-- WHAT NEEDS TO BE DONE --
Return the data below exactly, please, but drop the pictures.

---------- GIVEN INFORMATION

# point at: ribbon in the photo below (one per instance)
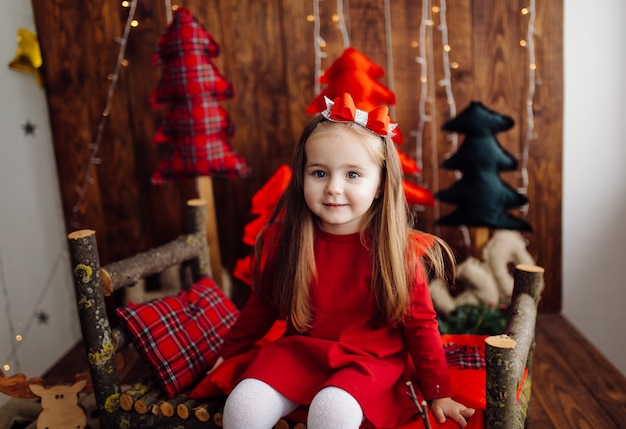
(343, 109)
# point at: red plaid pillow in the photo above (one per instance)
(180, 336)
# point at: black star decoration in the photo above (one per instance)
(42, 317)
(29, 128)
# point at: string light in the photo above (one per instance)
(342, 24)
(88, 180)
(529, 44)
(62, 256)
(318, 43)
(95, 145)
(390, 74)
(421, 59)
(446, 82)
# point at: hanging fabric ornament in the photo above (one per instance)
(195, 127)
(354, 73)
(263, 204)
(28, 54)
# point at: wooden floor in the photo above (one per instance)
(574, 386)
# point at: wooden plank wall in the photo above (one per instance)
(268, 54)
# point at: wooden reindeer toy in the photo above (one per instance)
(60, 409)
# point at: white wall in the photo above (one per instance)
(35, 274)
(594, 197)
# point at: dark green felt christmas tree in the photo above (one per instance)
(481, 196)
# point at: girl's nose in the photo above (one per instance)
(333, 186)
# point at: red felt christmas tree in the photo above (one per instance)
(195, 127)
(353, 72)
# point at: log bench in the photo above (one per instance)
(142, 405)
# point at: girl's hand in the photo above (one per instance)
(443, 408)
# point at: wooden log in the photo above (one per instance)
(143, 404)
(168, 406)
(202, 413)
(507, 355)
(95, 327)
(205, 189)
(528, 285)
(121, 338)
(136, 391)
(501, 382)
(184, 410)
(203, 264)
(128, 271)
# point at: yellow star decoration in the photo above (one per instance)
(28, 55)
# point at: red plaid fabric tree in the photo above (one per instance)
(195, 127)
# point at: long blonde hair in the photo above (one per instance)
(285, 262)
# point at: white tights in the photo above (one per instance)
(255, 404)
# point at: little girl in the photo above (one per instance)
(340, 264)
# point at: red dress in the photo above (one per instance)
(341, 348)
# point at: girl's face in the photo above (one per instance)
(341, 178)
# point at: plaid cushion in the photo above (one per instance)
(180, 336)
(464, 351)
(464, 356)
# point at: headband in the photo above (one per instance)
(343, 109)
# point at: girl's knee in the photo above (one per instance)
(333, 407)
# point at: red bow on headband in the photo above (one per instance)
(343, 109)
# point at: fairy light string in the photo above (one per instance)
(343, 28)
(389, 45)
(529, 44)
(95, 145)
(318, 44)
(446, 83)
(19, 333)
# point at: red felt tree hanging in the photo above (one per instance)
(353, 72)
(195, 127)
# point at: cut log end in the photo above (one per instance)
(196, 202)
(81, 233)
(202, 413)
(501, 342)
(530, 268)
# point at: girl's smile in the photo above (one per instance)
(341, 179)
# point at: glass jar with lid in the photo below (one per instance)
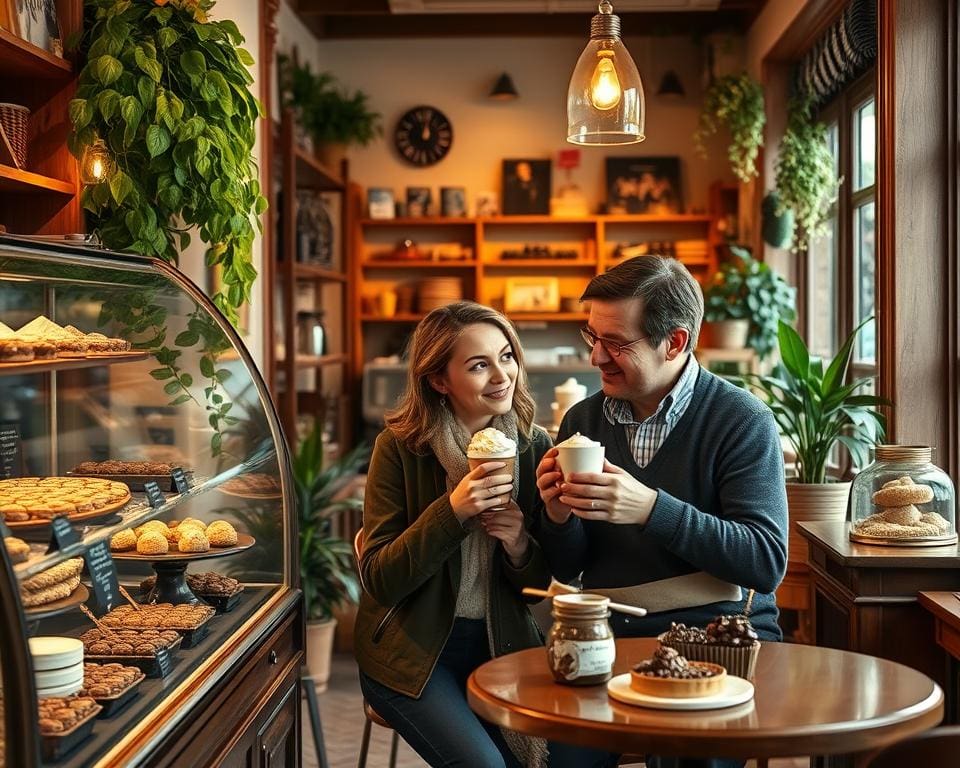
(580, 645)
(903, 499)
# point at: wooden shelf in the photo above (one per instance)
(311, 361)
(18, 58)
(310, 272)
(419, 221)
(417, 264)
(311, 173)
(14, 180)
(552, 263)
(70, 363)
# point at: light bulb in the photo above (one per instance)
(96, 164)
(605, 92)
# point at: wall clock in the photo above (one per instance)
(423, 136)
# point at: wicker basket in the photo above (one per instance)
(13, 119)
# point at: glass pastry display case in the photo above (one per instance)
(150, 601)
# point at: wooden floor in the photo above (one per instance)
(341, 711)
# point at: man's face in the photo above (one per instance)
(638, 371)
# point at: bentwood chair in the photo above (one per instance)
(936, 748)
(369, 712)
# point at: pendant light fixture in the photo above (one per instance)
(605, 99)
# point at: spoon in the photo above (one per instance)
(619, 607)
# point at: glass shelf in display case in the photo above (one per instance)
(129, 405)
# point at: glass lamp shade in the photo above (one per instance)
(96, 164)
(605, 103)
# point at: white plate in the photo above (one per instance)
(735, 691)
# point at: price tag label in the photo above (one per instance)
(62, 534)
(103, 577)
(164, 661)
(180, 480)
(9, 450)
(154, 494)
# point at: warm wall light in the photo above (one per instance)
(605, 98)
(670, 86)
(504, 89)
(96, 164)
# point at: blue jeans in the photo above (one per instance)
(441, 727)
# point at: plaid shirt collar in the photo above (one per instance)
(670, 409)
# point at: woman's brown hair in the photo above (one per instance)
(414, 421)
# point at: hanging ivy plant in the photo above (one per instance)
(734, 102)
(804, 173)
(167, 89)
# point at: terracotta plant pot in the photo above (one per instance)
(319, 642)
(725, 334)
(813, 502)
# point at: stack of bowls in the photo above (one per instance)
(57, 665)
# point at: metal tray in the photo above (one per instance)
(55, 745)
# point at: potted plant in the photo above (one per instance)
(743, 303)
(805, 178)
(327, 574)
(332, 116)
(734, 102)
(816, 410)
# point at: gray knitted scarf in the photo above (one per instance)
(450, 448)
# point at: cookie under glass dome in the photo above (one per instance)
(903, 499)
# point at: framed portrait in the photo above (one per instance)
(36, 22)
(453, 201)
(531, 294)
(526, 187)
(419, 200)
(644, 185)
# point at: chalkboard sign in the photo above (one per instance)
(180, 480)
(154, 494)
(9, 450)
(103, 577)
(62, 534)
(164, 662)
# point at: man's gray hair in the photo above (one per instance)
(672, 298)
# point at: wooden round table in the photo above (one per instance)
(808, 701)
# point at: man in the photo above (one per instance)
(689, 514)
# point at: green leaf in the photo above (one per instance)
(158, 140)
(107, 69)
(193, 63)
(121, 186)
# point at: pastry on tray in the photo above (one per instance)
(669, 675)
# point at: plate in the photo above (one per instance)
(735, 691)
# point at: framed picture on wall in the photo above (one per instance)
(526, 187)
(648, 185)
(36, 22)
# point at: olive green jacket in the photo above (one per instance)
(410, 566)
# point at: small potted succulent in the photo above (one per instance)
(744, 302)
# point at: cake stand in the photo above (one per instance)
(171, 569)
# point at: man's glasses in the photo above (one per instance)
(614, 348)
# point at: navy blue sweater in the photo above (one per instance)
(721, 508)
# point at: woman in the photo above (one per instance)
(448, 550)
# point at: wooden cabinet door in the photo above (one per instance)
(279, 736)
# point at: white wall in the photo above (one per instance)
(455, 76)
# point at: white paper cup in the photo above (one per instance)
(580, 458)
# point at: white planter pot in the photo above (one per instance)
(320, 650)
(726, 334)
(813, 502)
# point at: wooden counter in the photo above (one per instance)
(865, 597)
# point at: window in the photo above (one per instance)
(839, 270)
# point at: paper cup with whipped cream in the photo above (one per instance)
(578, 453)
(491, 444)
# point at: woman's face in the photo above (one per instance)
(480, 377)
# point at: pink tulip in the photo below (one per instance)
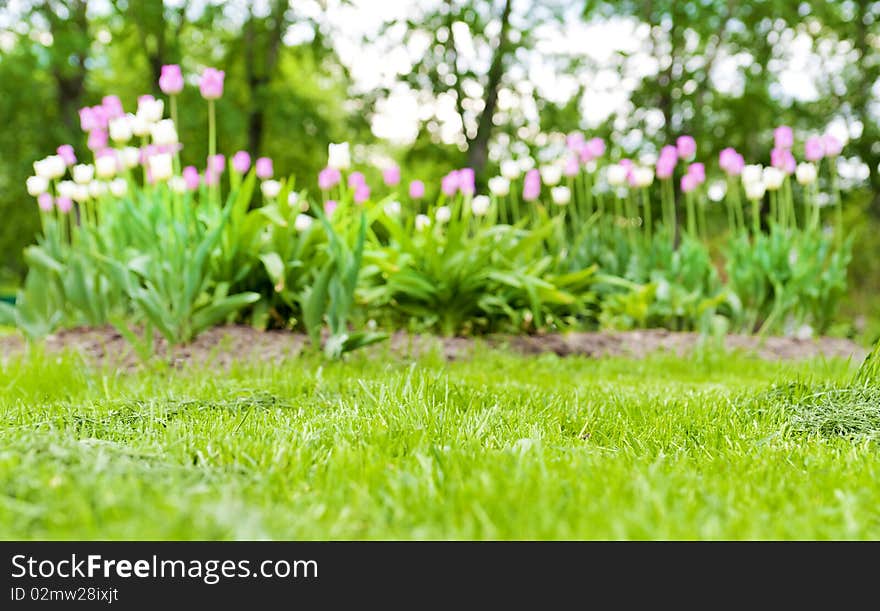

--------------------

-- TASK OUTPUT --
# point at: ribbon in the photo below (one per instance)
(343, 109)
# point at: red plaid pillow in the photo above (one per instance)
(180, 336)
# point at: black star decoration in the photo above (one per instance)
(42, 317)
(29, 128)
# point at: string light in the photo above (one per instance)
(342, 24)
(88, 180)
(529, 44)
(62, 256)
(318, 43)
(95, 145)
(390, 74)
(421, 59)
(446, 82)
# point at: hanging fabric ornament in the photo above (one per instance)
(195, 127)
(354, 73)
(263, 204)
(28, 54)
# point at: wooden floor in the photo above (one per instance)
(574, 386)
# point at: wooden plank wall in the photo above (one per instance)
(268, 54)
# point at: wooden reindeer toy in the photo above (one per instance)
(60, 409)
# point at: white wall in the photo above (one per instance)
(35, 274)
(594, 197)
# point at: dark green felt christmas tree in the photo above (one per instance)
(481, 196)
# point at: girl's nose in the photo above (one per instance)
(333, 186)
# point at: red felt christmas tree in the photo above (one per instance)
(195, 127)
(353, 72)
# point at: log bench in the photo above (one per instance)
(142, 405)
# point at: girl's hand in the photo above (one per instance)
(443, 408)
# point at: wooden log in the photo above (one per instance)
(143, 404)
(168, 406)
(202, 413)
(507, 355)
(95, 327)
(205, 189)
(528, 285)
(121, 338)
(136, 391)
(501, 382)
(184, 410)
(203, 264)
(128, 271)
# point at: yellow star decoration in the photo above (one per instance)
(28, 55)
# point at: red plaid fabric tree in the photo above (one per instance)
(195, 127)
# point at: long blonde hair in the photo above (one per instance)
(285, 262)
# point at: white tights in the photo above (one per instance)
(255, 404)
# point at: little girl in the photo above (one per instance)
(340, 264)
# point at: red dress in the photo above (one per instance)
(341, 348)
# point at: girl's face in the photo above (one per instance)
(341, 178)
# point at: plaid cushion in the photo above (one per instance)
(180, 336)
(464, 351)
(464, 356)
# point at: headband in the photo above (one per instance)
(343, 109)
# point at: girl's knee in the photo above (one per instance)
(333, 407)
# point at: red bow on headband in the photo above (one per instance)
(343, 109)
# point at: fairy light string in the photo above (one per instance)
(343, 28)
(389, 45)
(529, 44)
(95, 145)
(318, 44)
(446, 83)
(19, 333)
# point at: red felt tree hanging in the photo above (one per instance)
(353, 72)
(195, 127)
# point at: cut log end in the photo above (one per instance)
(196, 202)
(81, 233)
(202, 413)
(501, 342)
(530, 268)
# point at: girl's smile in the photo above (one per instance)
(341, 179)
# point at: glass jar with lid in the photo below (one per instance)
(580, 645)
(903, 499)
# point at: wooden shelf in the photo above (one per instance)
(311, 361)
(18, 58)
(310, 272)
(419, 221)
(417, 264)
(311, 173)
(14, 180)
(552, 263)
(70, 363)
# point at: light bulb in the photo above (one per instance)
(96, 164)
(605, 92)
# point at: wall clock in the photo above (one per instance)
(423, 136)
# point at: wicker basket in the photo above (one per instance)
(13, 119)
# point at: glass pastry display case in the photo above (one per instance)
(150, 601)
# point at: wooden floor in the photo above (one per instance)
(341, 711)
# point at: man's face in the photo above (one per instance)
(638, 371)
# point at: bentwood chair in the photo above (one per instance)
(936, 748)
(369, 712)
# point at: pendant light fixture in the photo above (one per instance)
(605, 99)
# point at: spoon in the photo above (one per instance)
(619, 607)
# point at: glass shelf in display case in the photo above (one per instance)
(129, 405)
# point at: glass lamp shade in the photo above (one per instance)
(96, 164)
(605, 103)
# point at: white plate in the photo above (one per instance)
(735, 691)
# point at: price tag label in the photo above (one per instance)
(62, 534)
(103, 577)
(164, 661)
(180, 480)
(9, 450)
(154, 494)
# point at: warm wall light in the photo above (one per instance)
(605, 98)
(670, 86)
(504, 89)
(96, 164)
# point at: blue jeans in the photo above (one per instance)
(441, 727)
# point at: plaid shirt collar in the photo above (one per instance)
(670, 409)
# point at: woman's brown hair in the photo above (one per instance)
(414, 421)
# point at: hanging ivy plant in the photo above (one per instance)
(734, 102)
(804, 173)
(167, 89)
# point at: terracotta plant pot in the photo above (one per instance)
(319, 642)
(725, 334)
(813, 502)
# point at: stack of bowls in the photo above (one per instance)
(57, 665)
# point at: metal tray in the photo above (one per instance)
(55, 745)
# point at: potted plant in the photo above (one per instance)
(743, 303)
(805, 178)
(327, 574)
(332, 116)
(734, 102)
(816, 410)
# point at: gray knitted scarf in the photo above (one per instance)
(450, 448)
# point at: cookie under glass dome in the photo above (one per instance)
(903, 499)
# point at: framed portrait in the photo above (one per instance)
(36, 22)
(453, 201)
(531, 294)
(526, 187)
(419, 200)
(644, 185)
# point at: chalkboard sign in the photo above (one per instance)
(180, 480)
(154, 494)
(9, 450)
(103, 577)
(62, 534)
(164, 662)
# point at: man's gray hair in the photo above (one per instance)
(672, 298)
# point at: wooden round table in the photo above (one per instance)
(808, 701)
# point at: man in the photo above (one per instance)
(689, 514)
# point at: green leaf in the photo above (one per instance)
(158, 140)
(107, 69)
(193, 63)
(121, 186)
# point at: pastry on tray in the photo above (one per instance)
(669, 675)
# point at: plate in the photo above (one per instance)
(735, 691)
# point at: framed picture on wall in the photo above (one per instance)
(526, 187)
(648, 185)
(36, 22)
# point at: olive green jacket in the photo above (one per instance)
(410, 566)
# point at: small potted succulent in the photo above (one per instance)
(744, 302)
# point at: cake stand in the photo above (one per instance)
(171, 569)
# point at: man's glasses in the photo above (one per instance)
(614, 348)
# point at: navy blue sweater in the photo above (one per instance)
(721, 508)
# point at: woman in the photo above (one per instance)
(448, 550)
# point at: wooden cabinet door in the photo above (one per instance)
(279, 736)
# point at: white wall in the photo above (one per instance)
(455, 76)
# point at: white paper cup in the photo above (one per instance)
(580, 458)
# point at: white planter pot in the photo above (one per instance)
(320, 650)
(726, 334)
(813, 502)
# point at: wooden counter in the photo above (one per instance)
(865, 597)
# point at: window in the photo above (one per instance)
(839, 270)
# point at: paper cup with whipped cream in the photo above (one per instance)
(578, 453)
(491, 444)
# point at: woman's face in the photo above (one per instance)
(480, 377)
# point at: pink tulip in the photo below (one per instance)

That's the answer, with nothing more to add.